### Selected excerpt ###

Pamela Harriman died in post as American Ambassador to France, respected and honoured for her diplomatic skills. But her determined journey from English socialite to acceptance in the US was never dull, as Sir Christopher explains, in the second part of his look at her life.

By Christopher Ondaatje

Always alert for changes in direction and opportunity - and realising that France did not hold much for a 40-year old divorcee - Pamela Digby Churchill Hayward Harriman switched her attention to the United States in 1959. She was on the lookout for a rich and powerful man and still in touch with her former war-time American lovers, Bill Paley and “Jock” Whitney.

While she had also remained on good terms with their wives the families were wary of her. One evening, Babe Paley (Bill’s wife) telephoned Slim Hayward, the wife of theatrical producer Leland Hayward, and asked permission to “borrow” her husband to accompany the visiting Pamela Churchill to the theatre. Observers have often said that Babe Paley knew what she was doing in getting the English predator safely away from her husband.

The meeting led to the newly-introduced pair leaving before the end of the performance. The affair was immediate. The glamorous Slim Hayward was away in Europe with her friend, Lauren Bacall, mingling with “the Hemingway Crowd” and away from a restless and difficult marriage. Leland explained this to Pamela, who knew exactly how to turn the situation to her own advantage. Later that week, back in Paris, she invited Slim Hayward and “Betty” Bacall to dinner. Leland flew in from America and joined the party.

Pamela seemed the ever gracious and generous host. The next day, Hayward flew to Munich, where he bargained for the rights to The Sound of Music from Baroness von Trapp. The drawn-out negotiations during early 1959 gave Hayward the excuse to visit Pamela in Paris. She had no intention of letting the emotional and vulnerable impressario out of her clutches. On May 27, he proposed and said he would ask his wife for an immediate divorce.

### Data for analysis ###

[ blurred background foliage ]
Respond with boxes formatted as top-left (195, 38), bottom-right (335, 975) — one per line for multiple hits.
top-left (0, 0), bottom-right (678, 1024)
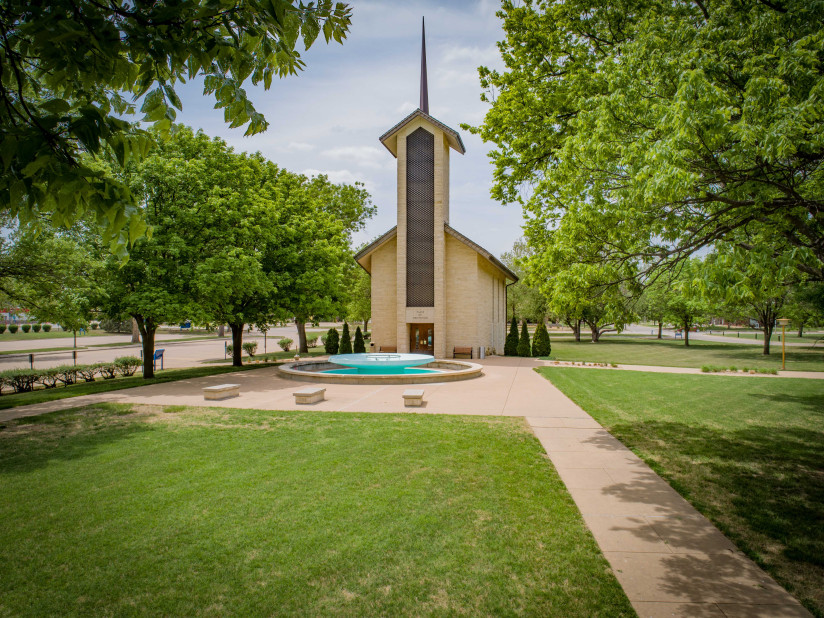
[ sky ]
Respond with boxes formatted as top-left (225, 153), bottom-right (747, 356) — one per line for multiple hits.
top-left (173, 0), bottom-right (522, 256)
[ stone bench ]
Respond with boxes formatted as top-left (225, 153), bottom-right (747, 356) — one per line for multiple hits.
top-left (403, 388), bottom-right (423, 408)
top-left (292, 386), bottom-right (326, 404)
top-left (203, 384), bottom-right (240, 399)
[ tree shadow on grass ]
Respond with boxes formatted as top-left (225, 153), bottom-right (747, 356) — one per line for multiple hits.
top-left (609, 418), bottom-right (824, 612)
top-left (0, 404), bottom-right (152, 478)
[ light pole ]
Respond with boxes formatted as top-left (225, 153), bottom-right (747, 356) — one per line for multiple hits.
top-left (778, 318), bottom-right (790, 371)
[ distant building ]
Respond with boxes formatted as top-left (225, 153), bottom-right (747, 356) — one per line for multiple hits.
top-left (355, 19), bottom-right (518, 358)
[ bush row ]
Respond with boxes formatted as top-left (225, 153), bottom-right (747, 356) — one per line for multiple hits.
top-left (0, 356), bottom-right (143, 393)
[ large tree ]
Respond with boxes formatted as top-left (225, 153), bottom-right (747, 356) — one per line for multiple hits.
top-left (472, 0), bottom-right (824, 280)
top-left (0, 0), bottom-right (351, 245)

###

Task details:
Please reproduce the Pamela Harriman passage above word for word, in full.

Response area:
Pamela Harriman died in post as American Ambassador to France, respected and honoured for her diplomatic skills. But her determined journey from English socialite to acceptance in the US was never dull, as Sir Christopher explains, in the second part of his look at her life.

By Christopher Ondaatje

Always alert for changes in direction and opportunity - and realising that France did not hold much for a 40-year old divorcee - Pamela Digby Churchill Hayward Harriman switched her attention to the United States in 1959. She was on the lookout for a rich and powerful man and still in touch with her former war-time American lovers, Bill Paley and “Jock” Whitney.

While she had also remained on good terms with their wives the families were wary of her. One evening, Babe Paley (Bill’s wife) telephoned Slim Hayward, the wife of theatrical producer Leland Hayward, and asked permission to “borrow” her husband to accompany the visiting Pamela Churchill to the theatre. Observers have often said that Babe Paley knew what she was doing in getting the English predator safely away from her husband.

The meeting led to the newly-introduced pair leaving before the end of the performance. The affair was immediate. The glamorous Slim Hayward was away in Europe with her friend, Lauren Bacall, mingling with “the Hemingway Crowd” and away from a restless and difficult marriage. Leland explained this to Pamela, who knew exactly how to turn the situation to her own advantage. Later that week, back in Paris, she invited Slim Hayward and “Betty” Bacall to dinner. Leland flew in from America and joined the party.

Pamela seemed the ever gracious and generous host. The next day, Hayward flew to Munich, where he bargained for the rights to The Sound of Music from Baroness von Trapp. The drawn-out negotiations during early 1959 gave Hayward the excuse to visit Pamela in Paris. She had no intention of letting the emotional and vulnerable impressario out of her clutches. On May 27, he proposed and said he would ask his wife for an immediate divorce.